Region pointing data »
****

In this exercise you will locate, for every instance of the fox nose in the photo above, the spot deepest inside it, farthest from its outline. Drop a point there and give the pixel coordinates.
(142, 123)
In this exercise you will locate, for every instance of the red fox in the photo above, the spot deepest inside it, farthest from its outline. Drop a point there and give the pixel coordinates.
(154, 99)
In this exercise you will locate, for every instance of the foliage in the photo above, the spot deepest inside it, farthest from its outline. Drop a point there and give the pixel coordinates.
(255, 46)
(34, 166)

****

Problem »
The entries above are to be transcribed in full and without error.

Result for this exercise »
In this exercise you will locate, for every instance of the fox nose in the photo above, the spot deepest inside it, farthest from its outline. Drop a point there and give the pixel coordinates.
(142, 123)
In this exercise you will locate, for every instance of the red fox in the photo above, the spot deepest inside it, farthest from its outline. Drop a point there and give the pixel coordinates.
(154, 99)
In this exercise you will locate, for every instance of the foliage in the photo above, the spot deepest inside it, farthest from its outline. Drop a point there and give the pixel coordinates.
(255, 46)
(34, 166)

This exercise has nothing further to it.